### Provided entries
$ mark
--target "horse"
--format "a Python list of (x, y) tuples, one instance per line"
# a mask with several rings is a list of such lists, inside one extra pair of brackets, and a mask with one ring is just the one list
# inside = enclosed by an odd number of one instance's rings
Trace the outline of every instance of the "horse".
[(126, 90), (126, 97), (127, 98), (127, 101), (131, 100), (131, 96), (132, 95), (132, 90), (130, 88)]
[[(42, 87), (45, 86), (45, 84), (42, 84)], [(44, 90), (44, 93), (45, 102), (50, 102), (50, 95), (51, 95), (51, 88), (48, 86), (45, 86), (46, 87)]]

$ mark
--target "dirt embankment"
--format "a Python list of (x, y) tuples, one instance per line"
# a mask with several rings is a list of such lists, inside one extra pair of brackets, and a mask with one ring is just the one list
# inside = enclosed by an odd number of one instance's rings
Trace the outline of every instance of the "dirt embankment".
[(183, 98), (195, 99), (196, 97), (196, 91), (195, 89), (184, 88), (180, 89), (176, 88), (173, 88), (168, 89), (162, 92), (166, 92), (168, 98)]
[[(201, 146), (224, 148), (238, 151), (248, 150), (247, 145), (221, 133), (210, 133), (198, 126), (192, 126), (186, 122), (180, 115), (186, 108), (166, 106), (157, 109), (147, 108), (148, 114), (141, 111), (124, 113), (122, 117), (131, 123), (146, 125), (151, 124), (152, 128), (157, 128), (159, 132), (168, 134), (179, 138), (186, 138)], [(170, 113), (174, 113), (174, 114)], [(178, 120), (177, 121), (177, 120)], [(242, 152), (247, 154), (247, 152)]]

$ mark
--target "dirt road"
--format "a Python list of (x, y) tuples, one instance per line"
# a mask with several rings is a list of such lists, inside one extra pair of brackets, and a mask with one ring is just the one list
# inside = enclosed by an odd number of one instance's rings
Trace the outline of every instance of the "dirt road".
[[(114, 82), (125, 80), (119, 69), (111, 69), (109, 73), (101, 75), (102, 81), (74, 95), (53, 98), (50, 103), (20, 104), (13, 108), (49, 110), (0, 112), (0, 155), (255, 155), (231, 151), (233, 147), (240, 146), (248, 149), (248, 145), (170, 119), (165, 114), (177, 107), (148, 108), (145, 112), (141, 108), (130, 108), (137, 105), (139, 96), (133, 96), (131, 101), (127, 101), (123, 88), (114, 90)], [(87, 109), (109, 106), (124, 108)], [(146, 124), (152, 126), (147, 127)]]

### Work to be completed
Print the records from the very first line up to and including the line that contains "154), (247, 152)]]", reproducing every character without change.

### Result for this exercise
$ mark
--target "horse"
--format "a Python list of (x, y) tuples, one instance per line"
# a mask with several rings is a list of such lists, inside one extra pair of brackets, and a mask with one ring is just the one list
# inside = enclosed by an odd number of one instance's rings
Trace the outline of every instance of the "horse".
[(126, 90), (126, 97), (127, 98), (127, 101), (131, 100), (131, 96), (132, 95), (132, 90), (130, 88)]
[[(42, 87), (45, 86), (45, 84), (42, 84)], [(44, 90), (44, 93), (45, 102), (50, 102), (50, 95), (51, 95), (51, 88), (48, 86), (45, 86), (46, 87)]]

$ mark
--target "dirt embankment"
--format "a Python list of (x, y) tuples, one instance per line"
# a mask with several rings is a list of such lists, inside one extra pair of brackets, and a mask with one ring is just the one list
# inside = enclosed by an odd number of one instance's rings
Trace the outline of every instance of the "dirt embankment".
[(183, 98), (195, 99), (196, 97), (196, 91), (195, 89), (184, 88), (180, 89), (176, 88), (173, 88), (168, 89), (162, 92), (166, 92), (168, 98)]
[[(201, 146), (224, 148), (238, 151), (248, 150), (247, 145), (221, 133), (210, 133), (198, 126), (192, 126), (186, 122), (180, 115), (186, 108), (166, 106), (157, 109), (147, 108), (148, 114), (141, 111), (124, 113), (122, 117), (131, 123), (146, 125), (151, 124), (152, 128), (157, 128), (159, 132), (168, 134), (179, 138), (186, 138)], [(170, 113), (174, 113), (174, 114)], [(178, 120), (177, 121), (177, 120)], [(242, 152), (247, 154), (247, 152)]]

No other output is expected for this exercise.